Problem statement: Rewrite the records below as a Markdown table with two columns, Row and Record line, giving one line per row with its row number. Leave out blank lines and the pictures.

Dataset records:
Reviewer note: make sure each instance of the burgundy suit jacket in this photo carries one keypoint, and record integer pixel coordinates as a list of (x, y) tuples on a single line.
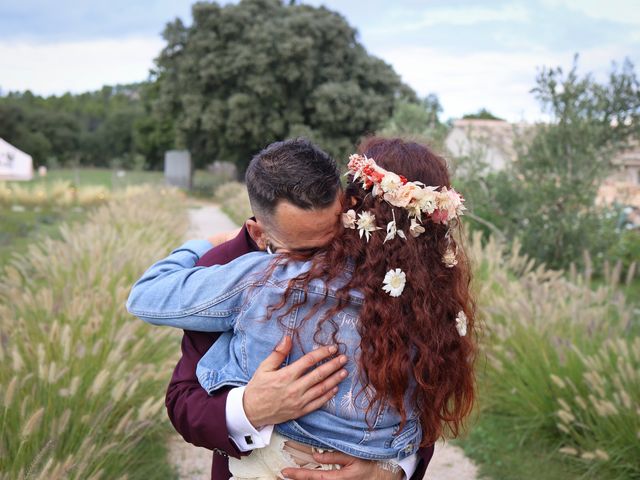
[(201, 418)]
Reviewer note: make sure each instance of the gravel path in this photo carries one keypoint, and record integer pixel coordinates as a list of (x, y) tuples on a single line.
[(193, 463)]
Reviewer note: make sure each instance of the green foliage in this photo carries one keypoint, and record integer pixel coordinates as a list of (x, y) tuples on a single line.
[(242, 76), (234, 201), (482, 114), (547, 197), (87, 129), (82, 382), (560, 361), (418, 120)]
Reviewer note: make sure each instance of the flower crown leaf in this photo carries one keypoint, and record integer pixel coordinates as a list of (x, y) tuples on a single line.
[(441, 206)]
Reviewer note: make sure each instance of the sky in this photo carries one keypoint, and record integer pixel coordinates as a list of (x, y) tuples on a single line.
[(473, 54)]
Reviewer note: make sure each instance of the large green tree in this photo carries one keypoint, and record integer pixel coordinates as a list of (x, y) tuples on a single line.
[(242, 76)]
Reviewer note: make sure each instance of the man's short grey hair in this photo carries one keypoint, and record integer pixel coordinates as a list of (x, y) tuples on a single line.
[(294, 170)]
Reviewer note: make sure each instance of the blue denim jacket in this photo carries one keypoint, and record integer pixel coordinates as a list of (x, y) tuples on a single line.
[(234, 298)]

Output for this exercise:
| Row | Record line |
|---|---|
| 1 | Reviewer note: make sure each instance of the burgundy suit jacket in this photo carries one keypoint, and record integer pixel coordinates as a list of (x, y) tuples on a single line. |
| 2 | [(201, 418)] |
| 3 | Reviewer note: make sure each instance of the gravel path in this photo carries one keypoint, and record integer pixel coordinates as a list of (x, y) tuples on a single line. |
| 4 | [(193, 463)] |
| 5 | Reviewer note: make sure each instance of the green foliage in this photo carries one keypoint, and record integer pixel coordinates as a list of (x, y) tuples on a single line. |
| 6 | [(242, 76), (234, 201), (482, 114), (547, 197), (87, 129), (82, 382), (560, 361), (418, 120)] |
| 7 | Reviewer note: make sure each instance of the flower crown leaf in this photo carries one keypoint, and record integer pixel coordinates as a list of (x, y) tuples on a single line. |
| 8 | [(441, 206)] |
| 9 | Reviewer note: make sure each instance of the sky in this photo carries one keypoint, and record integer pixel coordinates as a list of (x, y) tuples on a single line. |
| 10 | [(473, 54)] |
| 11 | Reviewer note: make sure each instance of the large green tree in this photo carries one keypoint, and record integer pixel coordinates as a list of (x, y) tuples on a single line. |
| 12 | [(242, 76)] |
| 13 | Reviewer note: make sure each instance of the man's short grey hair in this photo carries one keypoint, and record integer pixel coordinates as a list of (x, y) tuples on a single line. |
| 14 | [(294, 170)] |
| 15 | Reviewer note: make sure each instance of the blue denim jacket in this photo carries one keypoint, and record integer pixel coordinates as a list of (x, y) tuples on a single line. |
| 16 | [(234, 298)] |